Task directions: Repeat word for word the portion of the breast cancer essay that starts with "Then there's the" and goes on through "There's another terror.".

Passage for review:
──────────

Having come this far and resolving my immediate crisis, I now have the time to actively worry about how this will affect my children.
A mother who has had breast cancer now impacts their lives in a way that no mother would ever want. Though it's no fault of my own, I still feel guilty that I have passed along a curse that will hang over their lives. They are now both at increased statistical risk for developing reproductive organ cancers during their lifetimes, but they could also be denied future health or life insurance, just based on my history.
Juli has an appointment at the University of Washington next week, for a risk-assessment workup. She has no health insurance (nor does Alex, for that matter), but Bill & I think it is imperative that we try to protect her from whatever impact my disease will have on her life. If she is indeed at higher risk, there is a possibility that she might be able to become part of a study to track young women with a similar profile, and her ongoing care might be paid for. If not, we will pay for it, and do it gladly. It almost feels like a penance.
We have been told that young women don't get breast cancer, or if they do, it is extremely rare. But the evidence is mounting that this just isn't true anymore. The research shows that the fastest-growing group of breast cancer patients is in women between 30-40. One could argue that better detection methods are responsible for this demographic, but the fact is that mammogram screening doesn't work in women under 40--their tissues are too dense to see anything. Ultrasounds and MRIs can sometimes detect problems in young women's breasts that mammography cannot. But they are expensive, and not practical as a wide-net screening tool. Perhaps Juli can be more closely monitored as part of a study, or perhaps there are other things they can do to help her.
Then there's the gene research. The horrifying statistic is that 90% of women with the BRCA1 or BRCA2 genetic mutation will develop breast cancer, and many of those women are in their 20s. Those gene mutations kick in at puberty, and a decade later, these women end up with aggressive, mostly metastatic tumors when they are in their 20s. The numbers of them are no longer rare, they are increasing. And if you have the mutation, does that mean that you have a pre-existing condition that no insurance will cover? There's another terror.
Men get breast cancer too. This is extremely rare (about 1600 cases per year in the U.S.), but Alex is now assumed to be at double the normal risk for developing prostate cancer, simply because I had breast cancer. Where the lifetime risk for women getting breast cancer is currently 1 in 8 (or 1 in 7 in some studies), men in general have a 1 in 4 chance of getting prostate cancer.

──────────

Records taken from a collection
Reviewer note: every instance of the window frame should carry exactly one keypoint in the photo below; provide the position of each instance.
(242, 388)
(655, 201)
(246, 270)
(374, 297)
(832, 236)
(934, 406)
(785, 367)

──────────

Your solution:
Then there's the gene research. The horrifying statistic is that 90% of women with the BRCA1 or BRCA2 genetic mutation will develop breast cancer, and many of those women are in their 20s. Those gene mutations kick in at puberty, and a decade later, these women end up with aggressive, mostly metastatic tumors when they are in their 20s. The numbers of them are no longer rare, they are increasing. And if you have the mutation, does that mean that you have a pre-existing condition that no insurance will cover? There's another terror.